**Given instruction**
Print out every record exactly as it appears.

::: Records shown

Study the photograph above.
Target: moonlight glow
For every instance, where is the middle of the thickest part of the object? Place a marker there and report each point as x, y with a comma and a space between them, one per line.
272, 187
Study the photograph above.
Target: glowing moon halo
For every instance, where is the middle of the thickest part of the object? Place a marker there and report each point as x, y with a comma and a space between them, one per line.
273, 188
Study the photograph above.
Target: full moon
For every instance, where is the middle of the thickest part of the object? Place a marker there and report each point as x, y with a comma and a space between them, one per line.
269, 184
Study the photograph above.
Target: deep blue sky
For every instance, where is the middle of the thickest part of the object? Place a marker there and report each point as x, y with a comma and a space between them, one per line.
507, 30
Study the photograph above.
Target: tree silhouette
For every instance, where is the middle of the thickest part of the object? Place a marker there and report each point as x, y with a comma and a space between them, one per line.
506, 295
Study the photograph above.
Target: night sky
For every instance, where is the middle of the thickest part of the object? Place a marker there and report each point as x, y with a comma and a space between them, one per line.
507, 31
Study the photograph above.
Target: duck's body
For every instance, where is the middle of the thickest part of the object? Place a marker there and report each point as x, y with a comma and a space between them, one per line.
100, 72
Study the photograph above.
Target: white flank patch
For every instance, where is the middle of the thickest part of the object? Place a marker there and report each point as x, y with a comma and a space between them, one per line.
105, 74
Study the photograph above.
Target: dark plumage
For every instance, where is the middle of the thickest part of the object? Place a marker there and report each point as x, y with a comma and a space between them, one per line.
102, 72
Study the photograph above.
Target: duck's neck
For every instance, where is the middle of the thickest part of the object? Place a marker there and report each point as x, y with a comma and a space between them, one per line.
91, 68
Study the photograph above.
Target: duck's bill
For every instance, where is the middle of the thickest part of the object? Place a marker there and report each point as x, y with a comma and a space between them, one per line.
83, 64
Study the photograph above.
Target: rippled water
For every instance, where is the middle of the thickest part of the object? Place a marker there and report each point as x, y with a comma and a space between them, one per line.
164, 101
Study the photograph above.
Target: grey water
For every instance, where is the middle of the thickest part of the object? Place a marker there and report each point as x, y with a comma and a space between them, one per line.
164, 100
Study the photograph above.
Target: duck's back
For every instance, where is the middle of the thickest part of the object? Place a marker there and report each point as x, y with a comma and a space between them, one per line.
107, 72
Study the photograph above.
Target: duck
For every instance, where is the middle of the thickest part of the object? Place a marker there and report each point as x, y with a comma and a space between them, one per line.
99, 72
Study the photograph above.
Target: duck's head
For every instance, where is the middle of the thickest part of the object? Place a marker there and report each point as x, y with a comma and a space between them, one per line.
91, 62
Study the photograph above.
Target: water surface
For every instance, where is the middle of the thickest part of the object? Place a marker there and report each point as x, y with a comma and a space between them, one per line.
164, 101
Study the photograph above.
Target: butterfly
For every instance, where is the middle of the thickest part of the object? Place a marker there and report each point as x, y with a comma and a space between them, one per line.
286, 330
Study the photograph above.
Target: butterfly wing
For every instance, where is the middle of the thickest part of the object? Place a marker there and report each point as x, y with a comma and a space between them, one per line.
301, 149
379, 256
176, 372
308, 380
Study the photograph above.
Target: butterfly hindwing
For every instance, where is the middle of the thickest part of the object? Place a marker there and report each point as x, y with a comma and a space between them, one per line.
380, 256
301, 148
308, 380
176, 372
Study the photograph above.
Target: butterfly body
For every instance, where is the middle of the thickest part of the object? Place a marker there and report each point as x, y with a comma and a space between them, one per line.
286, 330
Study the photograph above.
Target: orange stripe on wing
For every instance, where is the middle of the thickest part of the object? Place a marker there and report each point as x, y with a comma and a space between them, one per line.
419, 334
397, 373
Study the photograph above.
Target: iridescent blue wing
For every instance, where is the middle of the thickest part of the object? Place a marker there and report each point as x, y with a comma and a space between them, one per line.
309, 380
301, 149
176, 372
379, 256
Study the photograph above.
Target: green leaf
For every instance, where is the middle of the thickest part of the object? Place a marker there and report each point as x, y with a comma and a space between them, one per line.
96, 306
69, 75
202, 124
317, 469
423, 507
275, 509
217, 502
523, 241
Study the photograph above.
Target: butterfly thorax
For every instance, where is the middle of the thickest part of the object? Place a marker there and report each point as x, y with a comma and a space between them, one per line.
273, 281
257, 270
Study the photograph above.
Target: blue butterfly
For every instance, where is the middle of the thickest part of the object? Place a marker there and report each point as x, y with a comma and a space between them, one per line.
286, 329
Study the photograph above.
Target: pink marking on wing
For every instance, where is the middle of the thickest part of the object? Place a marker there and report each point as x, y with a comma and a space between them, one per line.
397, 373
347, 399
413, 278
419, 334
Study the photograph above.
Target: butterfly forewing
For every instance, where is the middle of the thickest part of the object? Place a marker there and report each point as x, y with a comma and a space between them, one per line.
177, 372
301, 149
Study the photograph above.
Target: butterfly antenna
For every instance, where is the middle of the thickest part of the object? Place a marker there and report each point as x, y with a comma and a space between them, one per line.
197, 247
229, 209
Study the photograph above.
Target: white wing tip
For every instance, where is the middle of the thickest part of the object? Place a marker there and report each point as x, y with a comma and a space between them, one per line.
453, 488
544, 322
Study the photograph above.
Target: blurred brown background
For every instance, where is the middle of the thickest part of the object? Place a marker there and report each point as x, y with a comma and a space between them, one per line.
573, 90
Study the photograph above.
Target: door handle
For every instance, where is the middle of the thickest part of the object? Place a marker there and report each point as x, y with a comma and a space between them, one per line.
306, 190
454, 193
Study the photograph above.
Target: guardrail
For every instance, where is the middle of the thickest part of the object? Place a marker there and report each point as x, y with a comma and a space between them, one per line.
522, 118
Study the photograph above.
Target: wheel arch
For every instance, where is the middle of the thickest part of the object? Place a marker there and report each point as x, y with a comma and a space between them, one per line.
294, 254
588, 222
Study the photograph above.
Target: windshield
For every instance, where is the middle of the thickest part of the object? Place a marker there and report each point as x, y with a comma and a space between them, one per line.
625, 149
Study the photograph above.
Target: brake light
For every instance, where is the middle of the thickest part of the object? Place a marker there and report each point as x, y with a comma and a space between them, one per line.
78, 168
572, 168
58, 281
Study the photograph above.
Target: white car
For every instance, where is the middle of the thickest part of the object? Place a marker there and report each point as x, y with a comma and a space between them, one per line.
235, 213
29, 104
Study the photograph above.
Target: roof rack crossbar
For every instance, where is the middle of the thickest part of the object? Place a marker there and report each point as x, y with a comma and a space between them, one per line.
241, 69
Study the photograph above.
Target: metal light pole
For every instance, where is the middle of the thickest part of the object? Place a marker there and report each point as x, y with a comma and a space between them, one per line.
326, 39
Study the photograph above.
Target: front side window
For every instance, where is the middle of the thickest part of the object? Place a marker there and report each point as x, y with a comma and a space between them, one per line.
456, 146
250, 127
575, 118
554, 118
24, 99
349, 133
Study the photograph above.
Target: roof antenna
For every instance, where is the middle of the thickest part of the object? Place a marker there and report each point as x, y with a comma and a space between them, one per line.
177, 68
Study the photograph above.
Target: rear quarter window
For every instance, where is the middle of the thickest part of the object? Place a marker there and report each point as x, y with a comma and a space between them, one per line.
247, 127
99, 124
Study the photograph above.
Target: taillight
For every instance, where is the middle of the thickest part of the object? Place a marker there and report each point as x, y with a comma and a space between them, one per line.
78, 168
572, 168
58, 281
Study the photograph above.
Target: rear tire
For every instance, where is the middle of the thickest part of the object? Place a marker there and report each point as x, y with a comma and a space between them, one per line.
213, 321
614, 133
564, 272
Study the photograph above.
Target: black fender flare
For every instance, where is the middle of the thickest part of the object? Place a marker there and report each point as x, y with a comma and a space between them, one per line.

::::::

**Finished task**
Study the photograph above.
Target: moonlight glow
For every instance, where is the middle of the thickest part of the object? Place a marker there and report each point as x, y with a comma and a space between them, one per line.
272, 187
Study the photograph above.
Target: glowing moon halo
For every instance, where is the middle of the thickest part of the object? Place a marker there and report each point as x, y with a comma and a space between them, one per line.
273, 188
Study the photograph above.
Target: full moon
For every instance, where is the middle of the thickest part of the object? Place a marker there and report each point as x, y with a comma and a space between them, one per line.
269, 184
Study the photograph above.
Target: deep blue sky
For every instance, where is the middle of the thickest part of the object? Place a marker there and report each point as x, y with a comma and a space between them, one per line.
507, 30
Study the photograph above.
Target: tree silhouette
For every instance, where is the middle of the thickest part of the object? Place a marker there and report each point as x, y with a comma and a space between them, one per line.
506, 295
Study the photograph above.
Target: night sky
For every instance, where is the middle of the thickest part of the object? Place a marker there and report each point as x, y with a comma and a space between them, one per line.
507, 31
Study the photograph above.
Target: duck's body
For every instance, where is the middle of the thickest part of the object? Place a marker there and report each point as x, y with a comma and a space between them, one per line.
100, 72
Study the photograph above.
Target: white flank patch
For every instance, where is the middle of the thickest part of the object? Place a marker there and report each point as x, y with a comma and a space between them, one per line.
105, 74
Study the photograph above.
Target: dark plumage
For every instance, where is the middle of the thickest part of the object? Place a marker there and report each point as x, y with a comma and a space between them, one per line.
102, 72
Study the photograph above.
Target: duck's neck
For every instance, where is the middle of the thickest part of the object? Place a marker there and report each point as x, y with a comma and a space between them, one per line.
91, 68
Study the photograph above.
Target: duck's bill
For every instance, where is the middle of the thickest part of the object? Place a marker there and report each point as x, y with a comma and a space between them, one per line.
83, 64
Study the photograph above.
Target: rippled water
For every instance, where is the middle of the thickest part of the object? Place a marker there and report each point as x, y with a comma and a space between them, one per line.
164, 101
Study the photograph above.
Target: grey water
For every instance, where is the middle of the thickest part of the object? Place a marker there and report each point as x, y with a comma and a space between them, one per line.
164, 100
Study the photograph above.
Target: duck's back
For every instance, where is the middle of the thickest part of the object? Place a marker there and report each point as x, y with a comma and a space between them, one per line.
107, 72
Study the photograph above.
Target: duck
For every instance, where is the middle of the thickest part of the object? Place a marker there and report each point as x, y with a comma and a space between them, one per line.
99, 72
Study the photograph above.
Target: duck's head
For every instance, where is the middle of the thickest part of the object? Place a marker there and report each point as x, y with a comma and a space between them, one per line.
91, 62
Study the photograph above.
Target: water surface
For every instance, where is the middle of the thickest part of the object? Place a marker there and report each point as x, y with a comma and a space between them, one per line.
164, 101
Study the photograph above.
Target: butterfly
For every instance, where is the middle of the thickest part of the object? Place a marker there and report each point as x, y with a comma and a space between them, one per line.
286, 330
Study the photograph above.
Target: butterfly wing
For every instance, where is the middle of the thickest part of the object? Place a marker there and report each point as x, y with a comma and a space between them, one per line.
301, 149
379, 256
176, 372
308, 380
Study the photograph above.
Target: butterfly hindwing
For every instance, where is the middle of the thickest part of the object? Place a marker there and report each point as x, y with a comma and a space between them, one per line.
380, 256
301, 148
308, 380
176, 372
Study the photograph above.
Target: butterfly body
For every instance, where is the middle of the thickest part of the object? Place a marker there and report each point as x, y with a comma and a space between them, one per line.
286, 330
Study the photograph above.
Target: orange stripe on wing
For every instance, where is the middle of the thickest part of the object? Place a marker there and report each point as x, y with a comma and a space between them, one per line.
419, 334
397, 373
Study the photograph above.
Target: iridescent blue wing
For every instance, where is the middle of the thickest part of the object? Place a marker there and report each point as x, y with a comma and a space between them, one per line.
309, 380
301, 149
176, 372
379, 256
Study the photograph above.
Target: green leaf
For every instance, where is the middle of the thickest part of the object? Place a marker there and report each point as x, y with a comma and a space between them, one per line.
96, 306
69, 75
202, 124
317, 469
423, 507
275, 509
217, 502
523, 241
Study the photograph above.
Target: butterfly thorax
For every instance, where is the middle of the thickest part of the object? Place a marker there and report each point as x, y with a comma and a space between them, one per line.
273, 281
257, 270
Study the photograph above.
Target: blue butterfly
For every instance, where is the middle of the thickest part of the object? Place a marker there and report each point as x, y with a comma and a space between them, one per line.
286, 329
Study the photograph above.
Target: pink marking on wing
For every instance, where is the middle of the thickest part of the object? Place a marker there and report each point as x, y with a comma and a space between them, one per line.
397, 373
347, 399
413, 278
419, 334
Study the photograph above.
Target: butterfly forewing
For every instance, where is the middle of the thickest part of the object? Place a marker there and report each point as x, y with a comma and a space between them, one per line.
177, 372
301, 149
Study the photograph above.
Target: butterfly antenna
For every instance, where is the middle of the thickest part of the object? Place a marker there and report each point as x, y with a comma and a space between them, one per line.
197, 247
229, 209
Study the photograph above.
Target: white wing tip
For every instance, where is the middle of the thickest part of the object? Place a marker there and report each point as x, y with a comma and a space between them, one per line.
453, 488
544, 322
Study the photograph above.
Target: blurred brown background
For every instance, where is the middle of the thickest part of the object? Place a marker there and report each point as x, y with a comma and a space between them, one per line.
573, 90
Study the photograph above.
Target: door handle
For every instance, where is the middle of the thickest part of the object? Place a marker there and report each point as x, y with a comma and a space between them, one per line.
306, 190
454, 193
Study the photograph above.
Target: guardrail
For every instance, where is the middle of the thickest part of the object? Place a marker there and report each point as x, y with a comma and a space between them, one per line.
522, 118
Study the photograph above.
Target: wheel arch
For every instance, where is the middle of the thickest part of the object? Place a marker there and report each point as x, y with a comma and a space between them, one per line.
294, 254
588, 222
Study the photograph above.
Target: windshield
For every instance, where is the middle of the thickest part of the object? Place a marker there and report each point as x, y with a comma and a space between them, one per line.
625, 149
Study the photograph above.
Target: brake light
For every instance, where is the middle of the thickest part of the object? Place a marker there and report each point as x, y with a comma and a space between them, one per line.
78, 168
572, 168
58, 281
Study the photograph above.
Target: white car
For every instance, where is the middle of the thickest part of the object? Place a marker there and report each point as x, y with a comma and a space between them, one per line.
235, 213
29, 104
Study the photograph above.
Target: roof rack crossbar
For every instance, where is the middle of the thickest part of the object? Place a marker there and report each point as x, y with a comma and a space between them, one per line.
241, 69
Study the photograph above.
Target: metal light pole
For every instance, where is the middle of the thickest part of the object? Place a marker there and report each point as x, y with a comma and a space between them, one per line.
326, 39
Study the photograph above.
Target: front side window
For every instance, where is the middle of the thickest part of the object? Place a marker there and report each point as x, y with a comma and a space between them, one per line.
456, 146
250, 127
575, 118
554, 118
24, 99
349, 133
Study the photograph above.
Target: roof antenna
For every instance, where is the middle of the thickest part of the object? Place a marker there and report each point as x, y with a comma and a space between them, one per line.
177, 68
Study the photograph above.
Target: rear quarter window
For every instance, where is the middle of the thickest part of the object? Place a marker there and report each point as x, y with a comma and a space between them, one per line.
247, 127
99, 124
Study the photograph above.
Target: taillight
For every instance, where is the middle of the thickest part of the object? Place a marker there and report each point as x, y with a comma and a space between them, one per line.
78, 168
572, 168
58, 281
Study the photograph above.
Target: rear tire
For every instance, where is the middle of the thickest part of the object? Place a marker there and report each point as x, y with a comma and a space between them, one per line.
213, 321
614, 133
564, 272
Study the photograph above.
Target: black fender flare
For every instance, where is the middle of the thickest part of the object? Place a marker there and report each point as x, y with a comma and a space between them, one per line.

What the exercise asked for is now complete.